__Exercise requirements__
Read the records below and copy each line that contains "dark".

[[ Extracted data, beginning ]]

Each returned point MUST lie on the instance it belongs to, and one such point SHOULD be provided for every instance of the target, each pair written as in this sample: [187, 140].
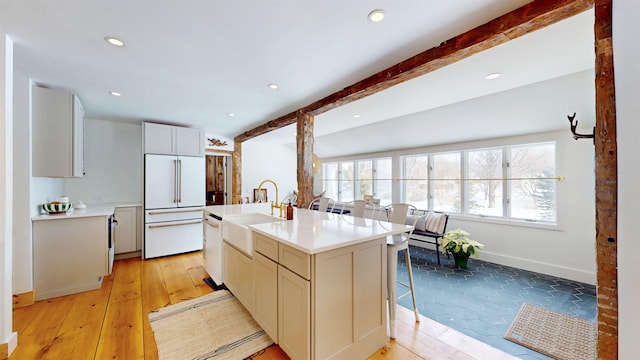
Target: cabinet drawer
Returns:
[172, 214]
[265, 246]
[295, 260]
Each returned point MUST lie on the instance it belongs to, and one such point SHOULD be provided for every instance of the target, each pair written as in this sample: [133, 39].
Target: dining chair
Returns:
[322, 204]
[397, 213]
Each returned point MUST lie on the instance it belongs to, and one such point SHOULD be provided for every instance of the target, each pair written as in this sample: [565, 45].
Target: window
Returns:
[416, 183]
[351, 180]
[532, 183]
[446, 182]
[484, 190]
[508, 182]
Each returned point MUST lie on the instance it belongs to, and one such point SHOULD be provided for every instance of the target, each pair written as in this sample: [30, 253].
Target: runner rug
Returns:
[214, 326]
[557, 335]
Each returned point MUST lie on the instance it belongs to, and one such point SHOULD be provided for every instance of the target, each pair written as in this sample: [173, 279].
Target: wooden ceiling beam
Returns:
[528, 18]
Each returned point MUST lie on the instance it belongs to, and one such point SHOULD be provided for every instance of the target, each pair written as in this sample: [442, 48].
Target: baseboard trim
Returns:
[24, 299]
[530, 265]
[7, 348]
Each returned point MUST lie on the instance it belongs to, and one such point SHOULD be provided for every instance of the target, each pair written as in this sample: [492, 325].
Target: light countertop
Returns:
[314, 231]
[91, 210]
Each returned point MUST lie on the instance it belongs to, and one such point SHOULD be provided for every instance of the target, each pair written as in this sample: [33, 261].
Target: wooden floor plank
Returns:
[121, 335]
[177, 280]
[52, 327]
[46, 319]
[78, 338]
[154, 296]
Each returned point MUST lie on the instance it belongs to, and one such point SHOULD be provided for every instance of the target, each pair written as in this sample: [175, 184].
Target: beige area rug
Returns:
[213, 326]
[557, 335]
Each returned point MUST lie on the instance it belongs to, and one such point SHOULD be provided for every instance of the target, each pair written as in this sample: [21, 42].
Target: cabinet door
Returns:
[172, 237]
[190, 142]
[52, 132]
[265, 277]
[245, 291]
[126, 234]
[159, 139]
[191, 181]
[229, 267]
[160, 181]
[78, 138]
[294, 314]
[213, 249]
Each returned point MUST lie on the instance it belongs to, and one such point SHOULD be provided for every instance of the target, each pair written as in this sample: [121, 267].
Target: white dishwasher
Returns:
[172, 231]
[213, 247]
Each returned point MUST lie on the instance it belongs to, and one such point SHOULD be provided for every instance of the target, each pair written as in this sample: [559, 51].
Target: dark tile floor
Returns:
[482, 300]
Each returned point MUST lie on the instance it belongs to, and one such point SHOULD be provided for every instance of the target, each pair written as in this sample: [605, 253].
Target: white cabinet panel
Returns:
[168, 238]
[173, 140]
[69, 255]
[190, 142]
[159, 139]
[58, 119]
[126, 233]
[191, 181]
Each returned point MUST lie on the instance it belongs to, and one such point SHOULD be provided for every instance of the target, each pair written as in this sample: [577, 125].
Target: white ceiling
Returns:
[191, 62]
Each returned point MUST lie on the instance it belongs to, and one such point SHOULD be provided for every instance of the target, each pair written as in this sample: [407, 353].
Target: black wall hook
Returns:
[577, 136]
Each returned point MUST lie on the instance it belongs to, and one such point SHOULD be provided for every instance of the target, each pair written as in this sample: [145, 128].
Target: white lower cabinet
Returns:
[128, 233]
[70, 255]
[330, 305]
[238, 275]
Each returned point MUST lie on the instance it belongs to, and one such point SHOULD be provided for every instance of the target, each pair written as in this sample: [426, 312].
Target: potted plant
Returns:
[457, 243]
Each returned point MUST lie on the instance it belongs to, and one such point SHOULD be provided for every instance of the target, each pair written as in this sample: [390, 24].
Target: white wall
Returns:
[113, 164]
[7, 336]
[627, 72]
[262, 161]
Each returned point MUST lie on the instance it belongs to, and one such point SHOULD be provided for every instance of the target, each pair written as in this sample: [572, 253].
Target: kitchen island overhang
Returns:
[326, 280]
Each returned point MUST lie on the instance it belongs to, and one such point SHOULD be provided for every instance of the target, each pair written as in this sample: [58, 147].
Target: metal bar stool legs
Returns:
[392, 280]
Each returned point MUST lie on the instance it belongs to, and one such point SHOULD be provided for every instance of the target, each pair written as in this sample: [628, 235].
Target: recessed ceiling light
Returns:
[376, 15]
[113, 41]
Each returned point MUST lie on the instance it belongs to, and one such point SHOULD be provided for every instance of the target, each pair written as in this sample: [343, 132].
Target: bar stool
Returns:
[397, 213]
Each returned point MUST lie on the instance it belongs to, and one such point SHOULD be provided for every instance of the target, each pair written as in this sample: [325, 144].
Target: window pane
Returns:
[446, 183]
[533, 191]
[416, 185]
[484, 184]
[364, 179]
[330, 172]
[382, 183]
[346, 182]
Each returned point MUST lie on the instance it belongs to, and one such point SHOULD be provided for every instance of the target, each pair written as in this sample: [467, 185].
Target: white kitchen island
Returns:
[316, 284]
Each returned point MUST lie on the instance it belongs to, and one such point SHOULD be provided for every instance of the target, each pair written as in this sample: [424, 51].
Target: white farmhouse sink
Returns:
[235, 229]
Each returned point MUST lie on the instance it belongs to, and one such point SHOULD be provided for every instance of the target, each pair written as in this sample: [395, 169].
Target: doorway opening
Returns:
[218, 179]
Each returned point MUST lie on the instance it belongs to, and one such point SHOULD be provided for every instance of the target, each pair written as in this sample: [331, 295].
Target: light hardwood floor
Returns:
[111, 322]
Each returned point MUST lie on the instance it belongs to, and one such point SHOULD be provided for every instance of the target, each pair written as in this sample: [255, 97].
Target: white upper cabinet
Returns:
[58, 120]
[173, 140]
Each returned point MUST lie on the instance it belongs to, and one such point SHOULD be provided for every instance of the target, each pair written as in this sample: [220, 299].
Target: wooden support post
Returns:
[304, 144]
[606, 163]
[236, 173]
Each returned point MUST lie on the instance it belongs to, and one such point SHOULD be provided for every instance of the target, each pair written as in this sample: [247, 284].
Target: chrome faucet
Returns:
[273, 205]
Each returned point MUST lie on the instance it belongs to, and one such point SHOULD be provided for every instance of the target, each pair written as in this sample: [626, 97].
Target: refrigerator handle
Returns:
[180, 181]
[175, 179]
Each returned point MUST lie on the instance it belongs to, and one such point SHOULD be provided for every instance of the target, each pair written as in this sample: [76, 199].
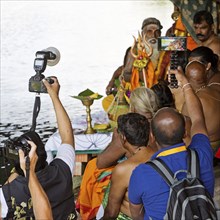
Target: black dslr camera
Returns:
[175, 45]
[51, 57]
[11, 147]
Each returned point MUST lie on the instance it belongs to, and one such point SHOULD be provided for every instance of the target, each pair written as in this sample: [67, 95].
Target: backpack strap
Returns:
[193, 163]
[160, 166]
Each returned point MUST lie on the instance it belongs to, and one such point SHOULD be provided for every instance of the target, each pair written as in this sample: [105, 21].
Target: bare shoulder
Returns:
[123, 169]
[215, 45]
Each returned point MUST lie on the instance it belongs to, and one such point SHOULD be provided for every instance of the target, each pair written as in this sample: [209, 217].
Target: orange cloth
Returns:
[92, 190]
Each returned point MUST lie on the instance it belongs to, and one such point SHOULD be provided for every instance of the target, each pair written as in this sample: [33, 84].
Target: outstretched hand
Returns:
[32, 155]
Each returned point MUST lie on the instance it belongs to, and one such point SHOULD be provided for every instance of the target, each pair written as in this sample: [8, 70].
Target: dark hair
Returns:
[182, 57]
[151, 20]
[174, 134]
[41, 153]
[206, 56]
[135, 128]
[201, 16]
[164, 94]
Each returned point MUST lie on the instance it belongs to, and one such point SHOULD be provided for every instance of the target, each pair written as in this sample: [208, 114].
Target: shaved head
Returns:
[196, 72]
[168, 127]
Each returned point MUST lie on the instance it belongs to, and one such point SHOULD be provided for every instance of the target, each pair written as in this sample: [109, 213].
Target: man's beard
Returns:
[155, 55]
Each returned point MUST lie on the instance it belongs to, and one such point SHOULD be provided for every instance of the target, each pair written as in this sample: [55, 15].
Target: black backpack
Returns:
[188, 198]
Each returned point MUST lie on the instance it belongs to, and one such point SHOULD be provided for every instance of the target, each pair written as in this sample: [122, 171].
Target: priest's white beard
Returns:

[[ Extracted data, end ]]

__Output for this exercise__
Target: dark tile floor
Target: dark hair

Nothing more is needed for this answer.